Note 11.         Debt and Capital Lease Obligations

 

Debt and capital lease obligations consisted of the following:

 

(amounts in thousands)

 

March 31, 2012

 

December 31, 2011

 

 

 

(Unaudited)

 

 

 

Notes payable to a related party at interest of 5%

 

$

4,687

 

$

6,211

 

Capital lease obligations to an Australian bank at various interest rates and collateralized by equipment

 

278

 

322

 

Total

 

$

4,965

 

$

6,533

 

 

On November 6, 2008, in accordance with the amended Trade Credit Facility Agreement (the “Facility Agreement”), Elixir International Limited (“Elixir International”), a then wholly-owned subsidiary of the Company’s principal shareholder EGT Entertainment Holding Limited (“EGT Entertainment Holding”), exchanged its promissory note issued under the Facility Agreement in the original principal amount advance of $15.0 million for a new promissory note issued by the Company for the then outstanding principal amount of approximately $12.1 million.  The outstanding principal and the interest accrued (revised from 8% to 5%) thereon were to be repaid in 24 equal monthly installments reset from January 1, 2009.

 

On July 24, 2009, the Company entered into a second amendment (the “Second Amendment”) to the Facility Agreement with Elixir International to defer the repayment of principal and interest on the outstanding principal balance of approximately $9.2 million during the period from July 1, 2009 to June 30, 2010 although interest at the rate of 5% per annum continued to accrue on the outstanding principal balance of approximately $9.2 million (the “Outstanding Principal Balance”).  Repayments in 18 equal monthly installments were to resume on July 1, 2010.

 

On April 20, 2010, the Company entered into a Deed of Assignment and Novation and Consent (the “Deed of Assignment”) with Elixir International and EGT Entertainment Holding. Pursuant to the Deed of Assignment, the Company agreed to the assignment and transfer by Elixir International of all its rights and obligations under the Facility Agreement and the related promissory note to EGT Entertainment Holding, our principal shareholder, with immediate effect. The said assignment and transfer was made in relation to the disposal of Elixir International by EGT Entertainment Holding and does not have any impact on the note terms or the repayment obligations of the Company save and except that when the repayment schedule resumes, the monthly repayment of principal and interest under the note will be made to or at the direction of EGT Entertainment Holding instead of Elixir International.

● Dataset entries
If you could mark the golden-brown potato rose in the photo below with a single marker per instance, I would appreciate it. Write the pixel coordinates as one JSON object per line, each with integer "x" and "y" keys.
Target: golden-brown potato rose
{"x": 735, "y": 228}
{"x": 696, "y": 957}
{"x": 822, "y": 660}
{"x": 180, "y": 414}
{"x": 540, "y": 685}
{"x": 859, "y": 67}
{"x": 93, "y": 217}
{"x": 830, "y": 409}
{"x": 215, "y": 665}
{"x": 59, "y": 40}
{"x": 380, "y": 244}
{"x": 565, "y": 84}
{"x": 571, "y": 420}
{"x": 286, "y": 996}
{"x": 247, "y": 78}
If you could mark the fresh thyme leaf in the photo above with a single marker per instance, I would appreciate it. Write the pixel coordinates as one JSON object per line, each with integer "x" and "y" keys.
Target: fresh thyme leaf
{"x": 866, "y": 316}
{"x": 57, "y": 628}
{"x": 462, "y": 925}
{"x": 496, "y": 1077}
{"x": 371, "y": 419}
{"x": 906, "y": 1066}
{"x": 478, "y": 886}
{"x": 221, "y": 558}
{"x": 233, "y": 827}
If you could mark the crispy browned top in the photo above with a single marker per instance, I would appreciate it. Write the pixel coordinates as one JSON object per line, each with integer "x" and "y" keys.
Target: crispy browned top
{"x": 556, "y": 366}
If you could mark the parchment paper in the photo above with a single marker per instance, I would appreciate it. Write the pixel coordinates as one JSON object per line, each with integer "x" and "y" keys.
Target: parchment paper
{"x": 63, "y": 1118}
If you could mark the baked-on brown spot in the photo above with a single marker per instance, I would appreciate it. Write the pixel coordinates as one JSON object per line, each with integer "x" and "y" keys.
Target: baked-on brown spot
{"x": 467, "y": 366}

● Things to do
- a) List every short name that the note on debt and capital lease obligations defines in parentheses and quotation marks.
- b) Under the Second Amendment described in the debt note, in how many monthly installments were repayments to resume on July 1, 2010?
The rows have nothing to do with the note on debt and capital lease obligations.

● Replies
- a)
Facility Agreement
Elixir International
EGT Entertainment Holding
Second Amendment
Outstanding Principal Balance
Deed of Assignment

- b) 18 equal monthly installments.